■ TEXT PROVIDED ■
+ + +

- Born: Daniel Lena 17 August 1999 (age 27) Homerton, London, England
- Genres: British hip hop; UK drill;
- Occupations: Rapper; singer; songwriter;
- Years active: 2017–present
- Labels: A Stay Solid Music; Island;
- Member of: 98s

= Unknown T =

British-Ugandan rapper

Daniel Lena (born 17 August 1999), known professionally as Unknown T, is a British-Ugandan rapper. His post release album Rise Above Hate (2020) was a major hit on the UK music scene, with the album reaching the top of the charts in its first couple of weeks.

== Career ==
His debut single, "Homerton B", peaked at number 48 on the UK Singles Chart in October 2018. Though it was originally released without a label, its chart performance led to him being signed by Island Records through Universal Music Group and appeared at Wireless festival in 2019. It was included in a number of publications "best of 2018" lists, including The Guardian, Mixmag, and Complex. In March 2019, "Homerton B" became the first UK drill track to be certified Silver by the BPI. Follow up tracks "Throwback", "Meat" and "Leave Dat Trap", the latter featuring AJ Tracey, have accumulated over 5 million views.

Unknown T's first mixtape Rise Above Hate was released on 17 July 2020 and peaked at 14 on the UK Albums Chart. On 7 January 2021, Unknown T released the single "WW2". On 10 June, the second single "Wonderland" featuring M Huncho was released. On 25 June, he released the third single "Goodums". On 15 July, he released the fourth single "Driller sh!t". On 30 July 2021, Unknown T released his second mixtape Adolescence, including guest appearances from Digga D, M1llionz, Potter Payper, and Nafe Smallz.

He jointly holds the record for most top 75 hits in the UK without having a top 40 hit with fellow British rapper Loski. Unknown T also made a cameo appearance as himself in the BBC series Boarders.

== Personal life ==

Lena is of Ugandan and Congolese descent. Lena is a supporter of Liverpool F.C.

+ + +

(Raw records)
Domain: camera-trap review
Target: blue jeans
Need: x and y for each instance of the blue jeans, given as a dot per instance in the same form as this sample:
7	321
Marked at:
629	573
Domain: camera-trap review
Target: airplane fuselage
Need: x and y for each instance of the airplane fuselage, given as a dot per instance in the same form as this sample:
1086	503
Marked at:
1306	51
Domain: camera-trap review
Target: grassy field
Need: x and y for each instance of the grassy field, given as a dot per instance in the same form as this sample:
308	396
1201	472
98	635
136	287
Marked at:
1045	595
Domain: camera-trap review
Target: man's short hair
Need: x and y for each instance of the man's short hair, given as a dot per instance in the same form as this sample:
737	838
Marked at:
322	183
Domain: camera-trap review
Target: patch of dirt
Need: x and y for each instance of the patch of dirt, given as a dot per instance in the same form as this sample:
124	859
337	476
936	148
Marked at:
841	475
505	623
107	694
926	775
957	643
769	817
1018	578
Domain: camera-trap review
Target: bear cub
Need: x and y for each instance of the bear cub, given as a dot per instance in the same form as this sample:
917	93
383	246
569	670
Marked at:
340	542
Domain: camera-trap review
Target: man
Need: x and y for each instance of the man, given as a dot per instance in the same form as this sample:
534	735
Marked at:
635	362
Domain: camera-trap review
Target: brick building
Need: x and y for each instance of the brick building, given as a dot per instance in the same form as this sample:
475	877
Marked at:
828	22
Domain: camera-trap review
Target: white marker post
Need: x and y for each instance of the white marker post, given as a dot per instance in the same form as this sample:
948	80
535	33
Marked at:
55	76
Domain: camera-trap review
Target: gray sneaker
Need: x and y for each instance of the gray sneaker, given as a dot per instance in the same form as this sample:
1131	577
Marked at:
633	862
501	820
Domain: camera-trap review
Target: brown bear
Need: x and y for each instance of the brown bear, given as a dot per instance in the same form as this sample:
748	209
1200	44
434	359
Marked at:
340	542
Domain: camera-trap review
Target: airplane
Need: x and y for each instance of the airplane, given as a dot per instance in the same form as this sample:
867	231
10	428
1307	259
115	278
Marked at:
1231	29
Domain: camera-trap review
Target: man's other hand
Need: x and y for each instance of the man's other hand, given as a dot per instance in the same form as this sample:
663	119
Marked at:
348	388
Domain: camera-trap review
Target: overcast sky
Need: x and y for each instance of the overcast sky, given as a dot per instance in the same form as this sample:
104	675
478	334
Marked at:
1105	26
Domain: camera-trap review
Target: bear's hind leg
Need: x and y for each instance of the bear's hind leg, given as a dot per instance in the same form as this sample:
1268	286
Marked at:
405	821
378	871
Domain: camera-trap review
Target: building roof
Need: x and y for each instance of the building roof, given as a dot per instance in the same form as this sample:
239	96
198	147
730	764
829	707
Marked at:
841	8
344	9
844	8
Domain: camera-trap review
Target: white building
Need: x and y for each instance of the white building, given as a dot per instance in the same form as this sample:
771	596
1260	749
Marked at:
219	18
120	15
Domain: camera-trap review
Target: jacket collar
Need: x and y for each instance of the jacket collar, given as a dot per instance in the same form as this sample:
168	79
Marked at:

+ + +

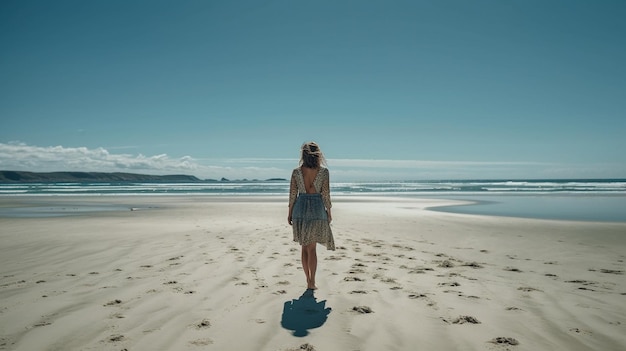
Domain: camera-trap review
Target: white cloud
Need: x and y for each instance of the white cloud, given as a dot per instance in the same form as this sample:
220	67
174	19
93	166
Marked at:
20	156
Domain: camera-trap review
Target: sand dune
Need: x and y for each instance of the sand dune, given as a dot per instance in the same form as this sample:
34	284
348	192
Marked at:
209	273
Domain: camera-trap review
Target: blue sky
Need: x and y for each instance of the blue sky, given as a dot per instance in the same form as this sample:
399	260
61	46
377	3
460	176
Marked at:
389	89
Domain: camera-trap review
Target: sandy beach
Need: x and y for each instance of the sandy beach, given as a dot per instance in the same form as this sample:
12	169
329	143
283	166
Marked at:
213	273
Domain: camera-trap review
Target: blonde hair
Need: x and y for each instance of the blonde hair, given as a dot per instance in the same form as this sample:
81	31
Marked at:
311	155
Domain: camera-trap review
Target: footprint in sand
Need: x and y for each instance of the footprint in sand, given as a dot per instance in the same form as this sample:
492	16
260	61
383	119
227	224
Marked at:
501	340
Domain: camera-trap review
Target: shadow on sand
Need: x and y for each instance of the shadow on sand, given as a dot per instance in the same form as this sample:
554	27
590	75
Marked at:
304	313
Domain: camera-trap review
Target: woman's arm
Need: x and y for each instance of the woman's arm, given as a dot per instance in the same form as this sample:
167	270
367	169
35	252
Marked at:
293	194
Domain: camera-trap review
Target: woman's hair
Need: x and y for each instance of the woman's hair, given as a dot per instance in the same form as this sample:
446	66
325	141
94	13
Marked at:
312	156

+ + +

■ WHAT IS ASKED ■
a - According to the Unknown T article, which artists make guest appearances on the mixtape Adolescence? List all of them.
b - In the Unknown T article, in what month and year did "Homerton B" become the first UK drill track to be certified Silver by the BPI?
c - Proceed with the Unknown T article, starting right after its final sentence.
The records were collected from a separate source and are unrelated to the Unknown T article.

■ EXPECTED OUTPUTS ■
a - Digga D, M1llionz, Potter Payper, Nafe Smallz

b - March 2019

c -
== Legal issues ==
In 2017, aged 17, Lena was cleared of hiding a 4 mm revolver and ammunition under his bed after claiming the gun was foisted upon him by a stranger. More recently Lena was cleared of murdering Steve Narvaez-Jara, 20, at a house party near Old Street, Islington, London in the early hours of 1 January 2018. Speaking to the Guardian in 2018, Lena complained that the drill scene – long the subject of criticism in the media – was being unfairly attacked. "They don't understand the reality," he said. "It's not about the music, it's about what's behind the music. You can't blame the music, or say you're giving a helping hand with no aid. They're pointing the finger at us but forgetting there's three fingers pointing back."

== Discography ==
=== Studio albums ===

| Title | Details | Peak chart positions |  |
| UK | UK R&B/HH |
| Blood Diamond | Released: 12 January 2024; Label: Stay Solid Music, Island; Format: Digital download, streaming; | 61 | 2 |

=== Mixtapes ===

| Title | Details | Peak chart positions |  |  | Certifications |
| UK | UK R&B/HH | IRE |
| Rise Above Hate | Released: 17 July 2020; Label: Stay Solid Music, Island; Format: Digital download, streaming; | 14 | 3 | 74 | BPI: Silver; |
| Adolescence | Released: 30 July 2021; Label: Stay Solid Music, Island; Format: Digital download, streaming; | 8 | 3 | 88 |  |
| Listen. | Released: 11 September 2026; Label: Stay Solid Music, Island; Format: Digital download, streaming; | — | — | — |  |

=== Extended plays ===

| Title | Details |
|---|---|
| Before the Smoke | Released: 18 August 2023; Label: Stay Solid Music, Island; Format: Digital download, streaming; |

=== Compilation albums ===

| Title | Details |
|---|---|
| Class of 98s (with 98s) | Released: 24 September 2020; Label: 98s; Format: Digital download; |

=== Singles ===
==== As lead artist ====

List of singles as a lead artist, showing year released, peak chart positions, certifications and album name
Title: Year; Peak chart positions; Certifications; Album
UK: UK R&B/HH
"Homerton B": 2018; 48; 27; BPI: Platinum;; Non-album singles
"Throwback" (with Crazy Cousinz): 2019; 63; 38
"Meat": —; —
"Leave Dat Trap" (featuring AJ Tracey): 53; 32; Rise Above Hate
"Fresh Home": 2020; 55; 36
"Squeeze & Buss": —; —
"Daily Duppy" (featuring GRM Daily): —; —; Non-album single
"Deh Deh": 80; —; Rise Above Hate
"Main Squeeze" (featuring Young T & Bugsey): 99; —
"WW2": 2021; 42; 23; Adolescence
"Wonderland" (featuring M Huncho): 52; 17
"Goodums": —; —; BPI: Silver;
"Driller sh!t": —; —
"Double Tap" (with Abra Cadabra): 64; 21; Non-album singles
"Often": 2022; —; —
"Just Landed (Freestyle pt. I)": —; —; Who said drill’s dead?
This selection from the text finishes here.